Repeat the stretch of entries below from the line with "[pin] wet pavement" through the line with "[pin] distant house". Include both ends and add nothing.
START TASK INPUT
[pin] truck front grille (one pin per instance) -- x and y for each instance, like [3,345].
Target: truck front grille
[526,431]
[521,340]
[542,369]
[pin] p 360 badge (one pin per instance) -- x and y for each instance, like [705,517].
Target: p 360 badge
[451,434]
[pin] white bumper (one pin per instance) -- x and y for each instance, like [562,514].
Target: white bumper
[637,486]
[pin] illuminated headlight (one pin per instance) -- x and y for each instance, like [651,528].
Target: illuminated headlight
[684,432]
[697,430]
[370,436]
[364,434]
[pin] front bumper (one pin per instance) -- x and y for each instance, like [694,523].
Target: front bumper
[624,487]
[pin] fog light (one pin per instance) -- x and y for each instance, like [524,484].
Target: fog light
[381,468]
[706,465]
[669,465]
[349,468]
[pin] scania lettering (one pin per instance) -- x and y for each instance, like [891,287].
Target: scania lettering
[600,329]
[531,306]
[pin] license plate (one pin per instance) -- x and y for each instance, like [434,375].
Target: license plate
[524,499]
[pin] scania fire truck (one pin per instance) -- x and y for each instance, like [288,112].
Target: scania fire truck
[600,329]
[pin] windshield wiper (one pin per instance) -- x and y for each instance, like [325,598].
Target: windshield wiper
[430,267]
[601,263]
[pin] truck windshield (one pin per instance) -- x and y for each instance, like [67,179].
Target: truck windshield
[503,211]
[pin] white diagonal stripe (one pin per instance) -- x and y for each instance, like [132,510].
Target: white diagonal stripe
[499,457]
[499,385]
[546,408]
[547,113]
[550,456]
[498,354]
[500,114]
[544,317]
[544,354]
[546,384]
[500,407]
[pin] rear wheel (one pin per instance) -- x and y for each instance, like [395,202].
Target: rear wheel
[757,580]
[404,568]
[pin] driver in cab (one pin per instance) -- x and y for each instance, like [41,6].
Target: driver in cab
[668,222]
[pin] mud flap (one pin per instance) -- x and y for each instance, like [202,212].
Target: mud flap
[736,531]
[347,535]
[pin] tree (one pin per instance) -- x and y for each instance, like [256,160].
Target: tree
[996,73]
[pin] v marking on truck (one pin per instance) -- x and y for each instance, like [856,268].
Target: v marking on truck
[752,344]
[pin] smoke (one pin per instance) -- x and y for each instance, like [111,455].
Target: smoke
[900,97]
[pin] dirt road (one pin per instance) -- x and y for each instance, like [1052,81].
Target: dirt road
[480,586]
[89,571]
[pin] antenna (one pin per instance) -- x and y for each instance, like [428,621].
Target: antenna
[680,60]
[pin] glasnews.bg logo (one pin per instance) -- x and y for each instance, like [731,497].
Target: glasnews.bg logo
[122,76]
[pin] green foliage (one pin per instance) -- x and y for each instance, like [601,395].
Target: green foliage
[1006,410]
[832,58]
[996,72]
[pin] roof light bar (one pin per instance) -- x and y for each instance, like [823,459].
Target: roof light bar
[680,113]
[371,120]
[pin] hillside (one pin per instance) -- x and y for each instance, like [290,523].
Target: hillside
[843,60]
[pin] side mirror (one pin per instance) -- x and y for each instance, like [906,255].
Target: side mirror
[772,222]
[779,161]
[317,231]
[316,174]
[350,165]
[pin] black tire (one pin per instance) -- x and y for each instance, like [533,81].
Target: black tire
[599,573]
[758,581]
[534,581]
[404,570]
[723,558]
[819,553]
END TASK INPUT
START TASK INPUT
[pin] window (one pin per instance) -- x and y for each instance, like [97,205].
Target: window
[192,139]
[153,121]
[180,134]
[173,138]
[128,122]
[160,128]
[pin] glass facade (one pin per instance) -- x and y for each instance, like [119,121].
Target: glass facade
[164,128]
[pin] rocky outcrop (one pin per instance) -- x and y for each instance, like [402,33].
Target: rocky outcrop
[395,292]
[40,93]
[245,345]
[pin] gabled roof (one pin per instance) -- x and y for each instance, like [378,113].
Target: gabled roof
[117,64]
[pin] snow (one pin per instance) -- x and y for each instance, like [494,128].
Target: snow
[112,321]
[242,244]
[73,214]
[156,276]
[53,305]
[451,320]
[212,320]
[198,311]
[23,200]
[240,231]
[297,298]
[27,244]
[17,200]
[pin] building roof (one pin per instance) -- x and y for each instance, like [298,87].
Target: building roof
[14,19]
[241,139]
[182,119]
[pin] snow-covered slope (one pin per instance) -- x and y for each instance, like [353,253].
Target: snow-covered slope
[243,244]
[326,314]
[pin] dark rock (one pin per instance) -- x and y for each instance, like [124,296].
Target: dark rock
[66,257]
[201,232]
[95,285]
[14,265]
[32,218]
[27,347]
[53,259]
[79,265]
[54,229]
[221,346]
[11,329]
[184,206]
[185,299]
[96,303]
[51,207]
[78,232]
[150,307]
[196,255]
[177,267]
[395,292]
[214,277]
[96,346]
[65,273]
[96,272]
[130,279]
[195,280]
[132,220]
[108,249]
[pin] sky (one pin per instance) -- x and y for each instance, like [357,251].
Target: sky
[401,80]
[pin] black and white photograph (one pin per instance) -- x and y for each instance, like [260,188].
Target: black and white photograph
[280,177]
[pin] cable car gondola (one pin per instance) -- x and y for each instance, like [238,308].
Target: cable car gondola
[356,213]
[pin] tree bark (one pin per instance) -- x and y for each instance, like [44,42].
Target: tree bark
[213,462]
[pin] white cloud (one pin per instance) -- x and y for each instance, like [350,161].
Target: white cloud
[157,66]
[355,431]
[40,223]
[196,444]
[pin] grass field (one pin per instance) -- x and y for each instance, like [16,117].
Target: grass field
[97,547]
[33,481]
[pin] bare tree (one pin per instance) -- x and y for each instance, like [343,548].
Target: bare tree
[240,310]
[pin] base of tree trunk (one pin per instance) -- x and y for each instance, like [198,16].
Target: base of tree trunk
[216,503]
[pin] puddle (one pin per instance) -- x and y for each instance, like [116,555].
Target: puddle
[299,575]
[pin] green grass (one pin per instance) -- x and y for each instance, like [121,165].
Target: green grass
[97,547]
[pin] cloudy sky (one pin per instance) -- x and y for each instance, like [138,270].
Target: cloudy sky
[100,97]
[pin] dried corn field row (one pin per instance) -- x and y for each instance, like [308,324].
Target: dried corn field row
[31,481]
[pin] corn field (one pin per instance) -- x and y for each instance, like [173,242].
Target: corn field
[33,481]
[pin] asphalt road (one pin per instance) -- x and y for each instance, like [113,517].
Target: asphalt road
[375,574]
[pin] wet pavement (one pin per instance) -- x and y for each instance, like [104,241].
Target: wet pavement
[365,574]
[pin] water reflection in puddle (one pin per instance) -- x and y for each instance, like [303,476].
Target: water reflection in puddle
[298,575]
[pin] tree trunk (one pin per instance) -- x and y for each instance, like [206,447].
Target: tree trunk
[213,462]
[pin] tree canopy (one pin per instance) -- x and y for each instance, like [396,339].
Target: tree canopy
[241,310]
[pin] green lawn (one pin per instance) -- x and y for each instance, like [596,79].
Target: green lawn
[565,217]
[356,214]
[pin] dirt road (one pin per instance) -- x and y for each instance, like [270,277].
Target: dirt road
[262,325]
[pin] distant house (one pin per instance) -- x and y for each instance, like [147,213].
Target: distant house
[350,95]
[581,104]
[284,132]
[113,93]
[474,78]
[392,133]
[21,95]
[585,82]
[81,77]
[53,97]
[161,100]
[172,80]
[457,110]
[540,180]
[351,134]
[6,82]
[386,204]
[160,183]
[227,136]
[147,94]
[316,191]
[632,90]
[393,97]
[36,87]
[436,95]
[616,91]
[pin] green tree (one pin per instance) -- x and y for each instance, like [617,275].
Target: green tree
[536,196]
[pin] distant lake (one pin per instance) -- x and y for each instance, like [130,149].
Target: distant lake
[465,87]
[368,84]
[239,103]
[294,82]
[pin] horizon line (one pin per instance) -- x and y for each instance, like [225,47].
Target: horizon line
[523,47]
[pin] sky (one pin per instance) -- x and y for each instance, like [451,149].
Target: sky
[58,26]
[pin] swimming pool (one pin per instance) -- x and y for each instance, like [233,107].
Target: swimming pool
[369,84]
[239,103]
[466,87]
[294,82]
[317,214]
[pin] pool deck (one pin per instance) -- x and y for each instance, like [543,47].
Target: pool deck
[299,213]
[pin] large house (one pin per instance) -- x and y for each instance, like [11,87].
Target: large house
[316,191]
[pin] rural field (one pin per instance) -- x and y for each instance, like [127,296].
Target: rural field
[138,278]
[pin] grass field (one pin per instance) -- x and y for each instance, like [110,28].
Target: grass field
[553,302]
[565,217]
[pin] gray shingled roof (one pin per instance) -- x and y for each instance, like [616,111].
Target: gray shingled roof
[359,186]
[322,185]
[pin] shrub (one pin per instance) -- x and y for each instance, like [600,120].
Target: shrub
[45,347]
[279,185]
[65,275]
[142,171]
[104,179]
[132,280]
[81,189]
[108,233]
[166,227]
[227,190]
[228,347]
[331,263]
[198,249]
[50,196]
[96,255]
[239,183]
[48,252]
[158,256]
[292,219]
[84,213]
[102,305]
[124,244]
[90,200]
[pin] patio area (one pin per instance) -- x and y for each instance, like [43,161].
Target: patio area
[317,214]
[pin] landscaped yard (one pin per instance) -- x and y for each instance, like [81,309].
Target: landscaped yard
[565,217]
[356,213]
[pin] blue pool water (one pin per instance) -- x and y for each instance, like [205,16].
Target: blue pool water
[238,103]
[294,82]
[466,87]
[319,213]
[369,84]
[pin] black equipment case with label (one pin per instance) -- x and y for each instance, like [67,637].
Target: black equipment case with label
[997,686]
END TASK INPUT
### TASK ANSWER
[pin] wet pavement (one pin per instance) -- x and y for each instance, like [104,241].
Target: wet pavement
[365,574]
[pin] water reflection in puddle (one pin per instance) -- x and y for each instance, like [303,476].
Target: water reflection in puddle
[298,575]
[pin] tree trunk (one pin per instance) -- x and y for each instance, like [206,447].
Target: tree trunk
[213,462]
[pin] tree canopy (one pin per instance) -- x and y for each instance, like [396,339].
Target: tree canopy
[241,310]
[pin] green lawn (one pin per instance) -- x and y for each instance, like [596,79].
Target: green lawn
[565,217]
[356,214]
[pin] dirt road (one pin per instance) -- x and y for each instance, like [270,277].
Target: dirt road
[262,325]
[pin] distant house (one pin per instance) -- x and y for each instance, like [147,213].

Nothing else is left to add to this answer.